SUPPLIED DATA ::
######

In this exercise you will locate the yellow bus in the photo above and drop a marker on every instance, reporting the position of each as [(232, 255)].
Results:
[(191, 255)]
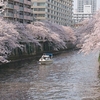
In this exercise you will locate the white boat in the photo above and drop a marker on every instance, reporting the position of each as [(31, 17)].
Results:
[(46, 58)]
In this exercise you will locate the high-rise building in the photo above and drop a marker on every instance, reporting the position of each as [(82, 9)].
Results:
[(56, 11), (17, 10), (85, 10), (81, 5)]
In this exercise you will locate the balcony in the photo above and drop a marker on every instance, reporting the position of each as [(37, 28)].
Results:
[(17, 0), (21, 8), (16, 7), (9, 15), (21, 1), (11, 6)]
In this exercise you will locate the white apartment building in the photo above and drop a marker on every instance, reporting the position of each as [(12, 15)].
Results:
[(17, 10), (56, 11), (81, 3), (85, 10), (78, 17)]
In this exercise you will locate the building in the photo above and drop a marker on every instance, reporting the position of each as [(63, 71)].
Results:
[(17, 10), (85, 10), (78, 17), (81, 3), (56, 11)]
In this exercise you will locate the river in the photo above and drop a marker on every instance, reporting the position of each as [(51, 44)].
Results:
[(72, 76)]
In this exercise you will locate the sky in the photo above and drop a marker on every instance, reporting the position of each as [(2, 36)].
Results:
[(75, 4)]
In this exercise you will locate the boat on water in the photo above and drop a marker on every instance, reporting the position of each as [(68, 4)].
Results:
[(47, 58)]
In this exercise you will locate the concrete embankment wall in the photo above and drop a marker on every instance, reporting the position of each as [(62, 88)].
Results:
[(31, 51)]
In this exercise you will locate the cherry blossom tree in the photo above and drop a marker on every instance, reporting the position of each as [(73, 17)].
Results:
[(52, 32), (83, 34)]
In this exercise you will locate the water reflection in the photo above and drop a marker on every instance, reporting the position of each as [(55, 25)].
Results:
[(72, 76)]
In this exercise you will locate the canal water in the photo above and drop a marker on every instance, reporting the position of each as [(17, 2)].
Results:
[(72, 76)]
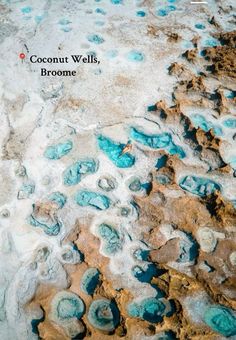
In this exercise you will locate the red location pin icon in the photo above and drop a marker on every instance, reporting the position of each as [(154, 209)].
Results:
[(22, 56)]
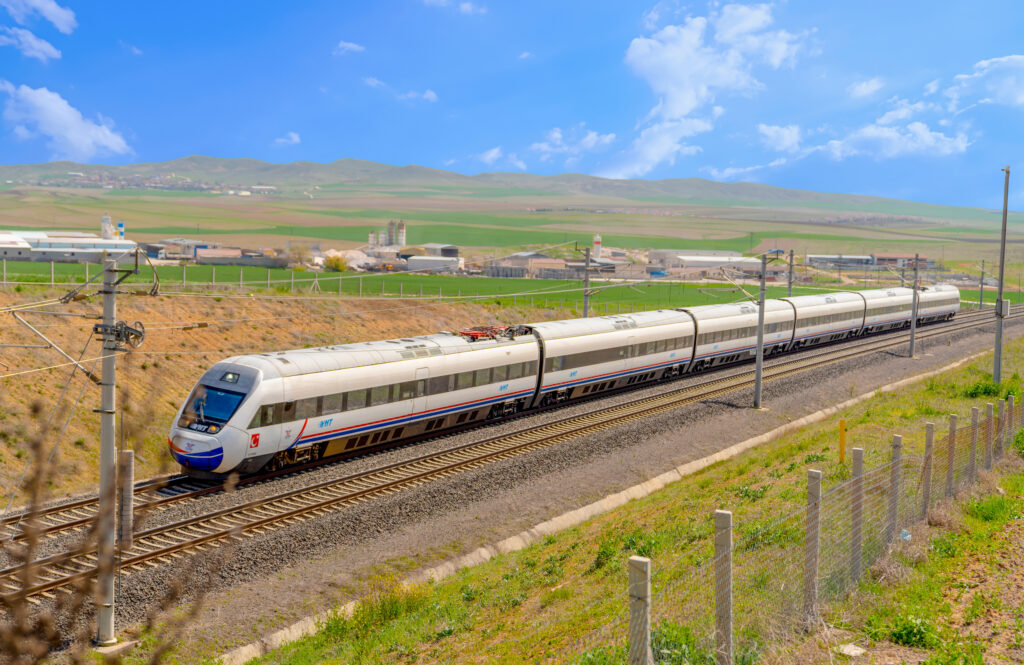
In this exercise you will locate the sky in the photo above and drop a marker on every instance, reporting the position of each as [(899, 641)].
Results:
[(909, 99)]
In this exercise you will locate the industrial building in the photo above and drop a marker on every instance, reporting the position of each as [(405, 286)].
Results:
[(68, 246)]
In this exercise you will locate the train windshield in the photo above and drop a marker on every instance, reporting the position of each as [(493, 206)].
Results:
[(207, 405)]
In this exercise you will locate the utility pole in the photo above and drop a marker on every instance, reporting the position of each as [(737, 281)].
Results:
[(788, 291), (586, 284), (913, 308), (1001, 307), (108, 468), (981, 286), (759, 363)]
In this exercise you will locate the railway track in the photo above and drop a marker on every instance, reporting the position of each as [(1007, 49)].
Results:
[(57, 573)]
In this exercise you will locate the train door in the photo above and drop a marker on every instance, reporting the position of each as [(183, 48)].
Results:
[(420, 401)]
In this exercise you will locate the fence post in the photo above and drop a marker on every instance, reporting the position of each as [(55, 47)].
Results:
[(894, 478), (988, 435), (723, 587), (1000, 428), (950, 455), (812, 547), (639, 569), (926, 481), (856, 513), (973, 463)]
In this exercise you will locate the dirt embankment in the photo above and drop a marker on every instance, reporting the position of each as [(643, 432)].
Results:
[(155, 379)]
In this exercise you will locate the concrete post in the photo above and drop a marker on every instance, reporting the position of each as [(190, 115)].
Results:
[(926, 480), (723, 587), (639, 572), (951, 455), (812, 547), (1000, 429), (989, 418), (126, 509), (856, 513), (894, 478), (972, 464)]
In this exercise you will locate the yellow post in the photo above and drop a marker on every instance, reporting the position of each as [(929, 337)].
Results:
[(842, 441)]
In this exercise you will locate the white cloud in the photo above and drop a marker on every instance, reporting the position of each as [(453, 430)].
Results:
[(38, 112), (348, 47), (902, 110), (884, 141), (686, 71), (290, 138), (784, 139), (491, 156), (555, 143), (426, 95), (29, 44), (1000, 80), (733, 172), (744, 28), (61, 17), (864, 88)]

######

GIVEN PROBLEM :: Exactly reproduce the lines that run from the line with "In this exercise you will locate the fence" through the last line of the records, inclusive.

ANSWER TO THIS TASK ::
In this exercise you will locate the fence post in the photo above and drop a marker on every instance, reporting the position of each as [(55, 47)].
Results:
[(894, 478), (988, 435), (723, 587), (1000, 428), (950, 455), (812, 547), (639, 569), (926, 481), (856, 513), (973, 463)]
In this exercise you will locate the dirt embankment in the photo above and drop a marker on every instance, reporting the position of each as [(643, 432)].
Results:
[(155, 379)]
In this exercise you will locate the concrete post in the photo above and drop a marker on every instance, reporting the position of each as [(190, 115)].
Results:
[(926, 480), (723, 587), (639, 572), (951, 455), (812, 547), (1000, 429), (989, 418), (126, 509), (856, 513), (894, 478), (972, 464)]
In this exercise you will locate the yellow post in the photo above and drop a marker on every instance, reporting the position of each as [(929, 337)].
Results:
[(842, 441)]
In this exercise you will locate the white cloud in the photo above and drop a marker on every instance, reporting the position of each as [(453, 430)].
Results:
[(38, 112), (348, 47), (902, 110), (884, 141), (686, 71), (290, 138), (784, 139), (491, 156), (555, 143), (426, 95), (29, 44), (1000, 80), (733, 172), (744, 28), (61, 17), (864, 88)]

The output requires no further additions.